━━ MATERIALS PROVIDED ━━

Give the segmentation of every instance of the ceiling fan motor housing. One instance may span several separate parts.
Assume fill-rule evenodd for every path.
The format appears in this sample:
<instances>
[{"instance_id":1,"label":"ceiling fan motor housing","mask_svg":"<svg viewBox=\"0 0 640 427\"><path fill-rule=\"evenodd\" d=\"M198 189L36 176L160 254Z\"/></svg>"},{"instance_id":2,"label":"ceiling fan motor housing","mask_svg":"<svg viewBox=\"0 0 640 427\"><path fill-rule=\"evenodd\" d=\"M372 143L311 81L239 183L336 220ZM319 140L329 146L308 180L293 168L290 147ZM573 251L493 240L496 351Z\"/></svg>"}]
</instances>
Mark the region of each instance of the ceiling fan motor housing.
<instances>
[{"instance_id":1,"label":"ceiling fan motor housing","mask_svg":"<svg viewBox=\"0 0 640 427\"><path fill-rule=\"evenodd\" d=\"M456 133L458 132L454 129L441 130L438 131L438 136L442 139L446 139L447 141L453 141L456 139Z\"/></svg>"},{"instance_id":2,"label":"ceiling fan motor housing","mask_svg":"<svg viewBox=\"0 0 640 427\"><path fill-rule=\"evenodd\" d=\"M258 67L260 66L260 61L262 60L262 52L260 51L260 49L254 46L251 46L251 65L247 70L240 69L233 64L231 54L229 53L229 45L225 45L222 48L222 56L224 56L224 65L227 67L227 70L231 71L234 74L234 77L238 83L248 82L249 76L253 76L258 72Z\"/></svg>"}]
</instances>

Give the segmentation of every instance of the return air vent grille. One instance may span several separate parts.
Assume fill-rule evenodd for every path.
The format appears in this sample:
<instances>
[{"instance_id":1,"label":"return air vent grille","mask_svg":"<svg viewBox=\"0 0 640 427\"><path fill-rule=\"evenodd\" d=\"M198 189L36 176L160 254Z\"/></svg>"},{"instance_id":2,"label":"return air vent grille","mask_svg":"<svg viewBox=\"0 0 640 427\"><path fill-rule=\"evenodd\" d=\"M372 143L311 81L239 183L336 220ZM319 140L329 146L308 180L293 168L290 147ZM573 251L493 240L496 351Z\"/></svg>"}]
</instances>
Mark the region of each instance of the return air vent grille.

━━━

PROBLEM STATEMENT: Copy the listing in full, and keep every word exactly as it is.

OUTPUT BELOW:
Give the segmentation of every instance of the ceiling fan motor housing. One instance may span several separate parts.
Assume fill-rule evenodd for every path.
The format appears in this sample:
<instances>
[{"instance_id":1,"label":"ceiling fan motor housing","mask_svg":"<svg viewBox=\"0 0 640 427\"><path fill-rule=\"evenodd\" d=\"M198 189L36 176L160 254Z\"/></svg>"},{"instance_id":2,"label":"ceiling fan motor housing","mask_svg":"<svg viewBox=\"0 0 640 427\"><path fill-rule=\"evenodd\" d=\"M372 143L311 81L239 183L336 220ZM319 140L329 146L308 180L293 168L290 147ZM573 251L493 240L496 351Z\"/></svg>"}]
</instances>
Mark the region of each instance of the ceiling fan motor housing.
<instances>
[{"instance_id":1,"label":"ceiling fan motor housing","mask_svg":"<svg viewBox=\"0 0 640 427\"><path fill-rule=\"evenodd\" d=\"M456 133L458 132L454 129L441 130L438 131L438 136L442 139L446 139L447 141L453 141L456 139Z\"/></svg>"},{"instance_id":2,"label":"ceiling fan motor housing","mask_svg":"<svg viewBox=\"0 0 640 427\"><path fill-rule=\"evenodd\" d=\"M258 67L260 66L260 61L262 60L262 52L260 51L260 49L254 46L251 46L251 65L247 70L240 69L233 64L231 54L229 53L229 45L225 45L222 48L222 56L224 56L224 65L227 67L227 70L231 71L234 74L234 77L238 83L248 82L249 76L253 76L258 72Z\"/></svg>"}]
</instances>

Give the segmentation of every instance of the return air vent grille. One instance may span several separate parts.
Assume fill-rule evenodd for every path.
The format appears in this sample:
<instances>
[{"instance_id":1,"label":"return air vent grille","mask_svg":"<svg viewBox=\"0 0 640 427\"><path fill-rule=\"evenodd\" d=\"M198 189L36 176L160 254Z\"/></svg>"},{"instance_id":2,"label":"return air vent grille","mask_svg":"<svg viewBox=\"0 0 640 427\"><path fill-rule=\"evenodd\" d=\"M372 143L311 81L239 183L336 220ZM319 140L329 146L308 180L293 168L290 147ZM573 251L493 240L496 351Z\"/></svg>"}]
</instances>
Mark the region of each instance of the return air vent grille.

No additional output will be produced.